* Work request
Search the data below for the word "books" and copy each line that holds it.

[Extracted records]
◇ ◇ ◇
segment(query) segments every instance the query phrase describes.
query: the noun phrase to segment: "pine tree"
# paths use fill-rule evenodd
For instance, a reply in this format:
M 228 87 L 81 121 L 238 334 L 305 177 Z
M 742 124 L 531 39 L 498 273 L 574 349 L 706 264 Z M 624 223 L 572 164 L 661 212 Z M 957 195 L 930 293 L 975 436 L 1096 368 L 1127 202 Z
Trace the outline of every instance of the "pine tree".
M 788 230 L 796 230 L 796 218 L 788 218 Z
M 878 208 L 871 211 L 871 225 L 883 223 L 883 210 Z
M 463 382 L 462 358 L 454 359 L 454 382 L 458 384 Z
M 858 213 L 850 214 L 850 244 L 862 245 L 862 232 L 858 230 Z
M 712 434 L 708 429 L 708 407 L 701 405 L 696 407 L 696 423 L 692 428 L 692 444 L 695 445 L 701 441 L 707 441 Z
◇ ◇ ◇
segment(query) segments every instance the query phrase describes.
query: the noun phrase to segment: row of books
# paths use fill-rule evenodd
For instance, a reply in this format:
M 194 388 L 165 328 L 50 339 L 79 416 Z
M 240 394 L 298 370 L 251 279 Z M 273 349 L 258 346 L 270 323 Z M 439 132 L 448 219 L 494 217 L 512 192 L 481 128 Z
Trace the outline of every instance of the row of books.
◇ ◇ ◇
* Exercise output
query: the noun phrase to segment: row of books
Trace the outline of every instance of the row of books.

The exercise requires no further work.